White House 'strongly supports' bill that would block state-level abortion restrictions
T he Biden administration said on Monday that it “strongly supports” a bill the House will consider this week that would block many state-level abortion restrictions.
A statement of administration policy from the Office of Management and Budget said the White House “strongly supports House passage of H.R. 3755, the Women’s Health Protection Act of 2021.”
The Women’s Health Protection Act would give medical providers the right to perform abortions and would override certain state-level restrictions, such as bans on abortion via telemedicine or requiring abortion providers to have admitting privileges at a nearby hospital.
The bill is poised to pass in the House but unlikely to pass the Senate.
Tom McClusky, president of March for Life Action, told the Washington Examiner that “Joe Biden’s descent into abortion extremism has reached a new low with his support of this legislation."
"This bill goes far beyond codifying Roe v. Wade . It seeks to overturn the hundreds of state laws across the nation that protect women and the unborn — and would effectively outlaw new pro-life laws without federal permission,” McClusky said.
Abortion rights activists and lawmakers called for the passage of the Women’s Health Protection Act in response to a Texas law prohibiting abortion after six weeks unless a woman’s life is in danger.
The Texas law, Senate Bill 8 , has another controversial provision permitting any person to bring a civil action against anyone who performs an abortion procedure or “aids or abets” an abortion procedure after six weeks. The Supreme Court declined to block the law from going into effect earlier this month on procedural grounds.
The White House called the Texas law “extreme” and said the law “blatantly violates existing Supreme Court precedent established under Roe v. Wade nearly half a century ago.”
“In the wake of Texas’ unprecedented attack, it has never been more important to codify this constitutional right and to strengthen health care access for all women, regardless of where they live,” the statement said. “The Administration looks forward to working with Congress as the Women’s Health Protection Act advances through the legislative process to ensure that this bill codifies and is consistent with the protections established by Roe and subsequent Supreme Court precedent.”

* _Exercise data_
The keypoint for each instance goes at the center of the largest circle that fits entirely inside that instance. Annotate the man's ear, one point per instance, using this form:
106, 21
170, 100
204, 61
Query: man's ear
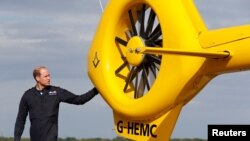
37, 78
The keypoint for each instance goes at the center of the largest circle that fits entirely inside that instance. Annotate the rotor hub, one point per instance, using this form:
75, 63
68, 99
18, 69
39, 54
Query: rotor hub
133, 55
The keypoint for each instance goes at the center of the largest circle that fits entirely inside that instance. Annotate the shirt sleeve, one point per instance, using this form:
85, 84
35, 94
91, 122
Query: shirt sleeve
69, 97
21, 119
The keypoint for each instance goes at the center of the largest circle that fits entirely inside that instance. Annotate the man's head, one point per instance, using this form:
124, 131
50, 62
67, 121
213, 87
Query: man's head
42, 76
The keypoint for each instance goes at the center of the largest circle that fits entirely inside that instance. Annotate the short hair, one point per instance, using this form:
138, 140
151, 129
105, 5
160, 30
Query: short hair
36, 71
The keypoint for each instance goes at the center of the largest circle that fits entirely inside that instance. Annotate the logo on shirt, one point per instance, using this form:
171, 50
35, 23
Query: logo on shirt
52, 93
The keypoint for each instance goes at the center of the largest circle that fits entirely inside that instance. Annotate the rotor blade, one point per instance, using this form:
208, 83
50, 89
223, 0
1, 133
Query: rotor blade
140, 90
158, 43
145, 77
151, 20
156, 33
121, 41
132, 23
141, 20
121, 67
154, 59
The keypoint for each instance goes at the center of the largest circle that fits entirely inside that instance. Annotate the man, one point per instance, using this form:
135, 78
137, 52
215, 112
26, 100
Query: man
42, 104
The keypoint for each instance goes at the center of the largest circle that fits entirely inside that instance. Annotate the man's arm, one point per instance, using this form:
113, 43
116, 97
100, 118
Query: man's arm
21, 119
71, 98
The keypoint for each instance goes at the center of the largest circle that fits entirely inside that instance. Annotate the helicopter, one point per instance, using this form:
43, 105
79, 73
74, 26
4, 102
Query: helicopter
148, 59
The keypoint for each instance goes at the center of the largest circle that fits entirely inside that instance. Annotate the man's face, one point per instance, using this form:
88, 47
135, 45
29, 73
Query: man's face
44, 78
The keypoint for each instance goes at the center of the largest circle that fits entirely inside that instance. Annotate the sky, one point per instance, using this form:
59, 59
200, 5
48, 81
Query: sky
58, 34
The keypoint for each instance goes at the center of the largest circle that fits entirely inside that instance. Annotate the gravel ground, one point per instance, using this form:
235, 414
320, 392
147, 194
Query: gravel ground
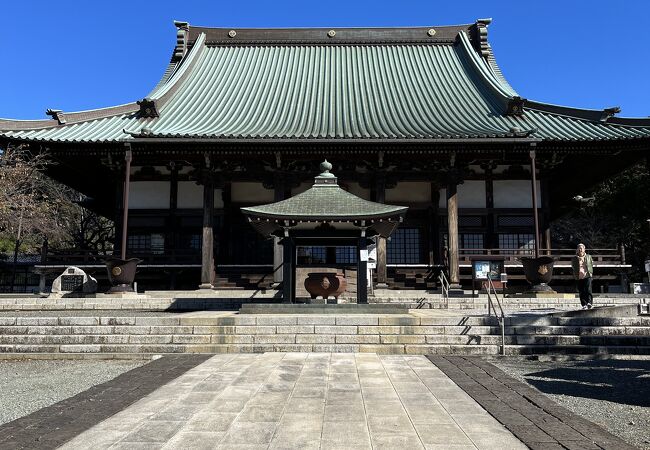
87, 313
28, 386
615, 394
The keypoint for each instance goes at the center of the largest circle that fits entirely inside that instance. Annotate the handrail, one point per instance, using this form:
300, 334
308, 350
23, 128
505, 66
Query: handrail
501, 318
444, 288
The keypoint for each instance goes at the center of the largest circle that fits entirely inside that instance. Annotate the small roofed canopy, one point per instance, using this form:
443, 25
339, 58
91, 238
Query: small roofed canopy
325, 207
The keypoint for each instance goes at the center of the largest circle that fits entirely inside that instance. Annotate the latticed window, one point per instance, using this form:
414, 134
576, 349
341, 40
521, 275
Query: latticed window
312, 255
139, 243
516, 243
471, 241
346, 255
146, 243
404, 246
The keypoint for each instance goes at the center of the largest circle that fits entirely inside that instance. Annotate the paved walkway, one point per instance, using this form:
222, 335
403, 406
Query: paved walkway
304, 401
538, 421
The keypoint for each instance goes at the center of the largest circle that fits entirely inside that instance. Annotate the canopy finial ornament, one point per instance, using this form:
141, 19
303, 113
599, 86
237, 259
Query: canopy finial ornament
182, 34
325, 167
57, 115
325, 176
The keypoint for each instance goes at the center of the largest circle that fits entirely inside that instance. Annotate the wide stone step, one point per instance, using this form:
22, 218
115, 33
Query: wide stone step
576, 350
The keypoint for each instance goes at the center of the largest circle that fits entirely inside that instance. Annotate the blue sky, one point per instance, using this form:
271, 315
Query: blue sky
76, 55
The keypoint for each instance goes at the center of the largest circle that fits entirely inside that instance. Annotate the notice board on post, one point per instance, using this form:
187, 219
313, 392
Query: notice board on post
487, 268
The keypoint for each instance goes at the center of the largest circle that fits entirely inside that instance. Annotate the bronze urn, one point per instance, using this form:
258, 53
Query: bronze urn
325, 284
538, 272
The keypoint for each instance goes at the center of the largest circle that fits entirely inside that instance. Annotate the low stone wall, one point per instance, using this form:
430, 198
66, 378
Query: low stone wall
413, 333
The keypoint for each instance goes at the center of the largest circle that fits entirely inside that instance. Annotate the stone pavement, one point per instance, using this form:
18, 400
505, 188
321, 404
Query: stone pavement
538, 421
304, 401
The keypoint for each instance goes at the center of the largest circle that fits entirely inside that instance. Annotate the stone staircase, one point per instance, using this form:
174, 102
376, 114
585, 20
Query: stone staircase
415, 333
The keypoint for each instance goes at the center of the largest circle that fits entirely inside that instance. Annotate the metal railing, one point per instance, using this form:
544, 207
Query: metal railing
599, 255
444, 288
491, 290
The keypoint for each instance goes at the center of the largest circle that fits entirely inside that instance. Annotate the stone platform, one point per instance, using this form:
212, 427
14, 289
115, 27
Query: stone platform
224, 300
98, 333
336, 309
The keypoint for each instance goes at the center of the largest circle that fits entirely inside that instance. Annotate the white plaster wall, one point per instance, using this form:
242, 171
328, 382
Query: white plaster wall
471, 194
190, 195
162, 170
442, 200
248, 192
515, 194
149, 195
410, 191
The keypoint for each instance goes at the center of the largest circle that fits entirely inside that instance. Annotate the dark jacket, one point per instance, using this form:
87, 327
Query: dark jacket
575, 265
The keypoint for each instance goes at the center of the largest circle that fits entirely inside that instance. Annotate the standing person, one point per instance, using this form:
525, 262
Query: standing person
583, 270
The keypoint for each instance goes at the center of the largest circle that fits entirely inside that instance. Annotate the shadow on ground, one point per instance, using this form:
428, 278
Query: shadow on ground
618, 381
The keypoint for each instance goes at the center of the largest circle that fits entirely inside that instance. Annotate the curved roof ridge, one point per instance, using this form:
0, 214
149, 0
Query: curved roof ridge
630, 121
184, 67
483, 70
62, 118
498, 73
593, 115
327, 35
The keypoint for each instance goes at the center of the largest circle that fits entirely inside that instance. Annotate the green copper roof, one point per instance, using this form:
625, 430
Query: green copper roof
325, 201
356, 84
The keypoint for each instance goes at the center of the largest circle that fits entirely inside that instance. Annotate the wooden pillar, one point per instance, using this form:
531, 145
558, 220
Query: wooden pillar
119, 211
288, 278
546, 217
491, 238
207, 244
171, 235
382, 258
452, 230
533, 171
225, 235
172, 231
362, 270
432, 226
278, 195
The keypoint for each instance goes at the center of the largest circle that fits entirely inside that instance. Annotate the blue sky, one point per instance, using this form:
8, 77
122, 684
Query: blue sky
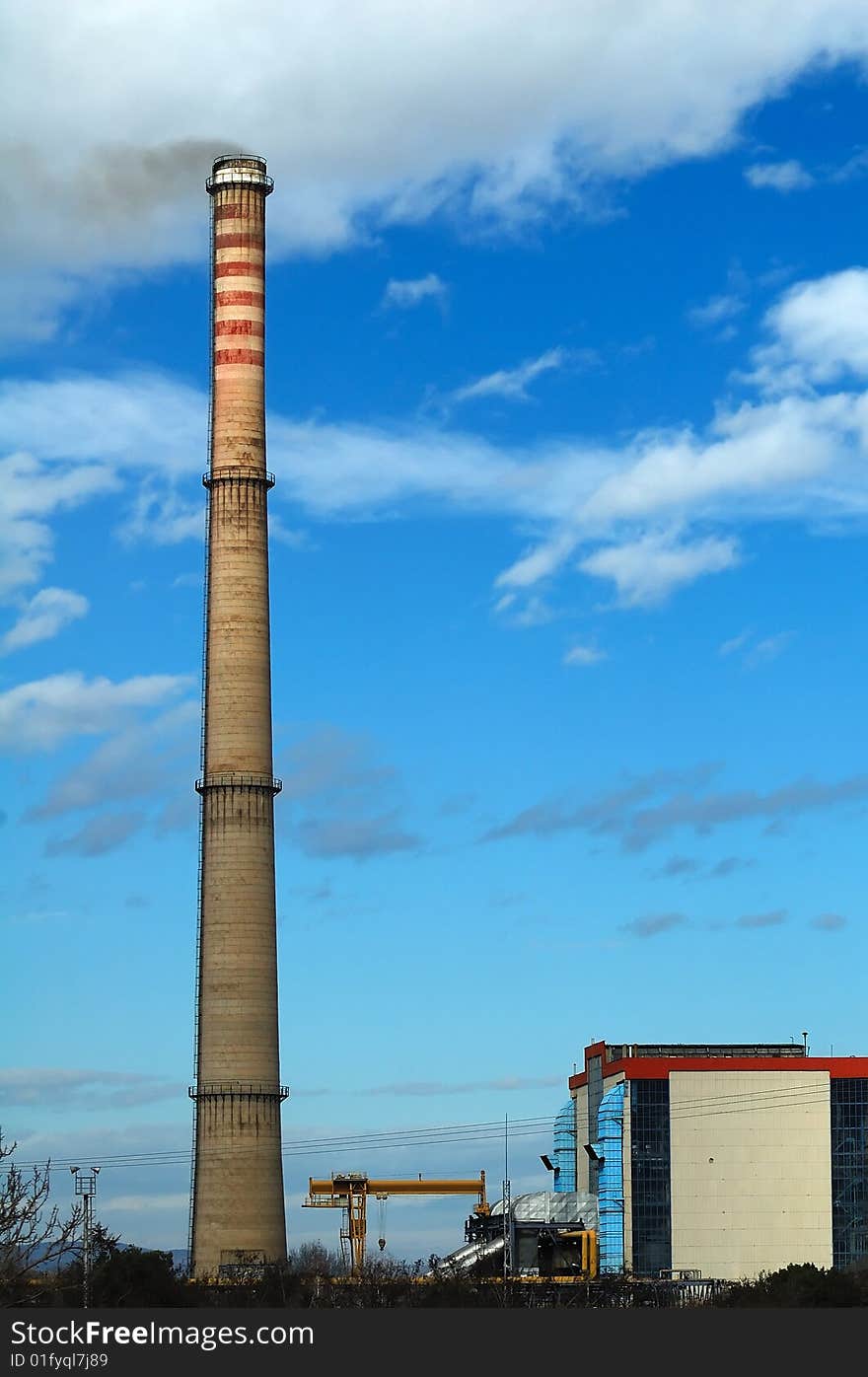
566, 387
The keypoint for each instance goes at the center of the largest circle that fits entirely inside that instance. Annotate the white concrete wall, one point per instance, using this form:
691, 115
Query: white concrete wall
751, 1171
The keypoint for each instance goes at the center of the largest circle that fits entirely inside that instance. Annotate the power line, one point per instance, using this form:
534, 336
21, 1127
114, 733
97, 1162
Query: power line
447, 1135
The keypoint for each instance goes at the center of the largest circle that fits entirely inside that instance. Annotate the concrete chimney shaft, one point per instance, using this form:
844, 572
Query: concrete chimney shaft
237, 1206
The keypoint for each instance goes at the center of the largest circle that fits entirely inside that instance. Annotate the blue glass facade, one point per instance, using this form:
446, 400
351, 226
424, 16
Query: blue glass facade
610, 1147
651, 1176
849, 1108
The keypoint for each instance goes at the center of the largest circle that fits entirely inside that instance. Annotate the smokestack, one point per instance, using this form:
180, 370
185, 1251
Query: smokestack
237, 1203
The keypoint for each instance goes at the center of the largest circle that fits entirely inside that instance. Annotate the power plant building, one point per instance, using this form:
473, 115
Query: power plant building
721, 1161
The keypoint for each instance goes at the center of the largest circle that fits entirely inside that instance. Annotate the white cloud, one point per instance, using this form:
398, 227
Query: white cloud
757, 652
718, 310
97, 836
43, 617
377, 114
735, 643
780, 177
412, 291
511, 382
141, 759
645, 572
31, 492
652, 511
43, 713
819, 333
584, 656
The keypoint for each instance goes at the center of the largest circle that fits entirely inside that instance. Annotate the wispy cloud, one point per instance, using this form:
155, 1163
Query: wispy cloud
43, 713
584, 656
677, 866
653, 925
511, 383
507, 1082
771, 918
830, 923
649, 514
356, 837
717, 310
646, 572
347, 800
43, 617
756, 652
652, 807
100, 834
780, 177
405, 294
729, 865
93, 1089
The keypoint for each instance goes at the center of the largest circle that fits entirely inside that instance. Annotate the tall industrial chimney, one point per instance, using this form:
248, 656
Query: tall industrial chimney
237, 1205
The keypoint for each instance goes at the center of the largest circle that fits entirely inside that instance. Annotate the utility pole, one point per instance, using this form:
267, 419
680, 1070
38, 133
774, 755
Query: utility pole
507, 1205
86, 1186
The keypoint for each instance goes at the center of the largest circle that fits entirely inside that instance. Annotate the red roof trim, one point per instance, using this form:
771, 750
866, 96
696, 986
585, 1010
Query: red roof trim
659, 1067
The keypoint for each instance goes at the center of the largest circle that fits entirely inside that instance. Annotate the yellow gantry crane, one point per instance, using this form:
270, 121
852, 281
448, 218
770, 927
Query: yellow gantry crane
350, 1195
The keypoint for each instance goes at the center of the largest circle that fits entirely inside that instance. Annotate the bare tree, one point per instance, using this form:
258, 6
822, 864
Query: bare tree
34, 1238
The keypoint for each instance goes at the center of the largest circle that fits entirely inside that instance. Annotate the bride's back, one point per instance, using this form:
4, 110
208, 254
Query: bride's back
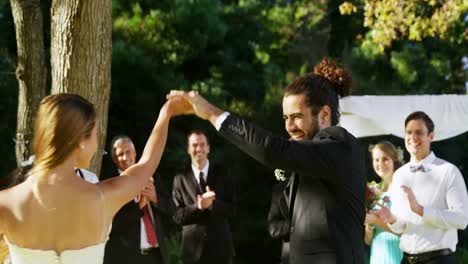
55, 213
54, 209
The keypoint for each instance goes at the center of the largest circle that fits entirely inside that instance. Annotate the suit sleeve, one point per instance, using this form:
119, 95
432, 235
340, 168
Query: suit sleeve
278, 225
320, 154
185, 214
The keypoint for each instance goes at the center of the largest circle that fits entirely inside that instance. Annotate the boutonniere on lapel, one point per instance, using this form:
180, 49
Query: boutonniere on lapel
280, 175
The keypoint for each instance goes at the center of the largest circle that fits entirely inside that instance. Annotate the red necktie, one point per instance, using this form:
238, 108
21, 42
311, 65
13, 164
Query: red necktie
149, 228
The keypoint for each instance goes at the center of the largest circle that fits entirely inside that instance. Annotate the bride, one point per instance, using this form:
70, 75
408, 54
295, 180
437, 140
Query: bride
56, 217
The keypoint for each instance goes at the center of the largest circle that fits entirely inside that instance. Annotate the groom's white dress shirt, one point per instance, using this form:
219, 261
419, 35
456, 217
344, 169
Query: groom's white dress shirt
439, 187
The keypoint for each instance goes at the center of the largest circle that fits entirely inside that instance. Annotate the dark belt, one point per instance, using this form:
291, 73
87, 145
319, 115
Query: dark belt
149, 251
426, 256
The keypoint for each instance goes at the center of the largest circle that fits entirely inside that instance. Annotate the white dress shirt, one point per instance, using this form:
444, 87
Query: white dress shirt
441, 190
219, 121
196, 172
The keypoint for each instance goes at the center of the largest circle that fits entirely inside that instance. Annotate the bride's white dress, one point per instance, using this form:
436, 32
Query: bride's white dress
89, 255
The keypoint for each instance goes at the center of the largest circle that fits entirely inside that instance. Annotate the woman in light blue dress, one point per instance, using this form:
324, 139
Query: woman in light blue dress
384, 245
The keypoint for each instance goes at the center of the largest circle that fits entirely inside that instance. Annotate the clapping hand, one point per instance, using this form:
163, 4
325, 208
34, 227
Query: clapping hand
384, 214
416, 207
205, 200
148, 193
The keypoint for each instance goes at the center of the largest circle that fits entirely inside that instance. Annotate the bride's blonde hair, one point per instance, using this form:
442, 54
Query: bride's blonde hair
62, 122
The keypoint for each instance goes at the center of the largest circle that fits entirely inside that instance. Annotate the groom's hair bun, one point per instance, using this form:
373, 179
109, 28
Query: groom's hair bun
338, 75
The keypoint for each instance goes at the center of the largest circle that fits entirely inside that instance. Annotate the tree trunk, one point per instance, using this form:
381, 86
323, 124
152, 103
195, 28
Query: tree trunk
30, 72
81, 47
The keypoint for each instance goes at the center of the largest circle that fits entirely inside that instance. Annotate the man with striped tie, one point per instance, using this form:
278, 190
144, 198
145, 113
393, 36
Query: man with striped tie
137, 234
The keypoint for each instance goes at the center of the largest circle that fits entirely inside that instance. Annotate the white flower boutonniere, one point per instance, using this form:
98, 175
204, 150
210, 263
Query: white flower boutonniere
279, 174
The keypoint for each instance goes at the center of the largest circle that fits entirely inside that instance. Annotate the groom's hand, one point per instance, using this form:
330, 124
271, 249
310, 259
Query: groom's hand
200, 106
176, 106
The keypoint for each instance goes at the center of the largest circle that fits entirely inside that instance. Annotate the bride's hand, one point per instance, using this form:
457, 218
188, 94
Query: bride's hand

* _Task item A_
Do these statements agree with the abortion-bill article? (i) The bill is expected to pass the Senate. (ii) The Supreme Court declined to block the Texas law on procedural grounds. (iii) The Texas law bans abortion after six weeks with no exceptions.
* _Task item B_
Can you repeat the abortion-bill article word for word, starting at "White House 'strongly" and ending at "state-level abortion restrictions."?

* _Your solution A_
(i) No: "The bill is poised to pass in the House but unlikely to pass the Senate."
(ii) Yes: "The Supreme Court declined to block the law from going into effect earlier this month on procedural grounds."
(iii) No: "prohibiting abortion after six weeks unless a woman’s life is in danger."

* _Your solution B_
White House 'strongly supports' bill that would block state-level abortion restrictions
T he Biden administration said on Monday that it “strongly supports” a bill the House will consider this week that would block many state-level abortion restrictions.